* BEGIN Document segment *

Exhibit 10(c)

 

CANCELLATION AGREEMENT

 

THIS AGREEMENT is made and entered into as of December 29, 2003 by and among Parker-Hannifin Corporation (the “Company”), Duane E. Collins (the “Executive”) and The Duane E. Collins Irrevocable Trust dated 5/10/99 (the “Trust”).

 

RECITALS

 

A. The Company and the Executive are parties to an Exchange Agreement dated as of May 11, 1999 (the “Exchange Agreement”) whereby the Executive agreed to the surrender of 38,633 shares of Company common stock issued to the Executive under the Company’s 1991-92-93 Long Term Incentive Plan (the “Shares”) in exchange for the Company’s agreement to be bound by the terms of an Executive Estate Protection Plan Document (as defined in the Exchange Agreement).

 

B. The Company, the Executive and the Trust are parties to an Executive Estate Protection Agreement dated as of May 11, 1999 (the “EEP Agreement”) whereby the Company has agreed to provide life insurance for the benefit of the Executive and his wife by funding the premiums on a Policy (as defined in the EEP Agreement) to be owned by the Trust.

 

C. In September 2003, the Internal Revenue Service issued final regulations (the “Tax Regulations”) which have a significant negative affect on the Executive from a financial standpoint relative to the tax treatment of the Executive’s benefits under the EEP Agreement; and

 

D. As a result of the Tax Regulations, the Executive has requested that the Company and the Trust agree to the cancellation of their respective obligations under the Exchange Agreement and EEP Agreement.

* END Document segment *
* BEGIN Source records *

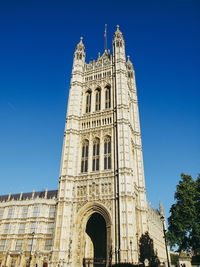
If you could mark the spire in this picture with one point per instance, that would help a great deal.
(118, 33)
(161, 208)
(105, 35)
(80, 46)
(79, 54)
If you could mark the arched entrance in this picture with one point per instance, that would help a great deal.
(96, 241)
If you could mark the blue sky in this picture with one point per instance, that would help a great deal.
(37, 42)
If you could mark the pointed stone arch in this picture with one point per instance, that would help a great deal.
(82, 218)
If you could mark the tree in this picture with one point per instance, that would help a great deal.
(184, 221)
(147, 250)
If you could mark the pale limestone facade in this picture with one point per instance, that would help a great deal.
(101, 207)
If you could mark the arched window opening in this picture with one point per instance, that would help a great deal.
(88, 102)
(84, 159)
(107, 153)
(98, 100)
(95, 157)
(107, 98)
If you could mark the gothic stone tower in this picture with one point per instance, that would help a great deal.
(102, 205)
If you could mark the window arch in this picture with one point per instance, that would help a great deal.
(84, 158)
(95, 156)
(107, 153)
(88, 102)
(98, 99)
(107, 97)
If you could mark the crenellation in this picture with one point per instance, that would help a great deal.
(101, 184)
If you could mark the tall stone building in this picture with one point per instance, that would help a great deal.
(101, 207)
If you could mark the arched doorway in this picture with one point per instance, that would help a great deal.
(96, 241)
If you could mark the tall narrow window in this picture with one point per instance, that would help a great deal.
(48, 244)
(52, 211)
(21, 228)
(24, 212)
(36, 211)
(84, 159)
(7, 228)
(107, 153)
(1, 213)
(18, 245)
(95, 158)
(107, 97)
(3, 244)
(88, 102)
(11, 212)
(98, 100)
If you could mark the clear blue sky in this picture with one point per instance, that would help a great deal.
(37, 42)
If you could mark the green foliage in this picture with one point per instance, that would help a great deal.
(147, 250)
(184, 221)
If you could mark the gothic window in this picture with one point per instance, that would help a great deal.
(36, 211)
(7, 228)
(48, 244)
(107, 98)
(21, 228)
(107, 153)
(95, 158)
(33, 228)
(24, 212)
(84, 159)
(1, 213)
(11, 212)
(88, 102)
(98, 100)
(3, 244)
(18, 245)
(50, 228)
(52, 211)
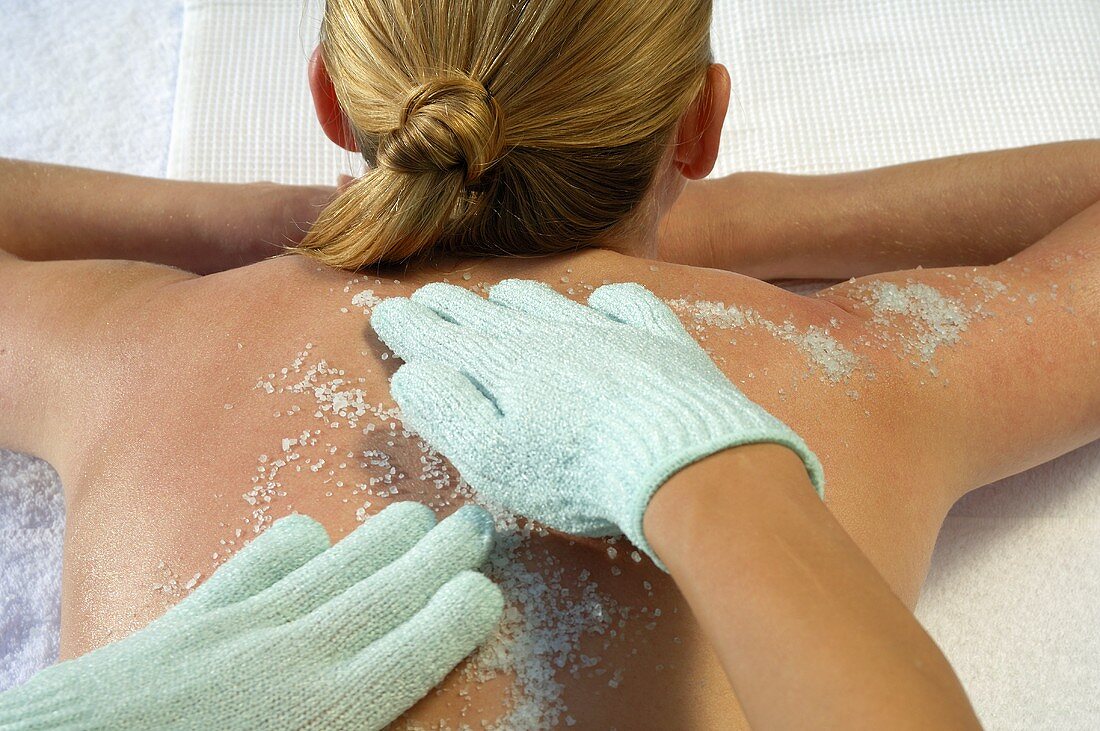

* END Source records *

Brief A. Output the part of the cancellation agreement that begins with the words "D. As a result" and ends with "and EEP Agreement.".
Brief B. In the records, replace "gothic window" with "pointed window" in the part that begins with the line containing "If you could mark the gothic window" and runs through the end of the records, including both ends. Change nothing else, give only those lines, and leave out the pictures.

Result A.
D. As a result of the Tax Regulations, the Executive has requested that the Company and the Trust agree to the cancellation of their respective obligations under the Exchange Agreement and EEP Agreement.

Result B.
If you could mark the pointed window in this picture with one point per instance, that would help a great deal.
(36, 211)
(7, 228)
(48, 244)
(107, 98)
(21, 228)
(107, 153)
(95, 158)
(33, 228)
(24, 212)
(84, 159)
(1, 213)
(11, 212)
(88, 102)
(98, 100)
(3, 244)
(18, 245)
(50, 228)
(52, 211)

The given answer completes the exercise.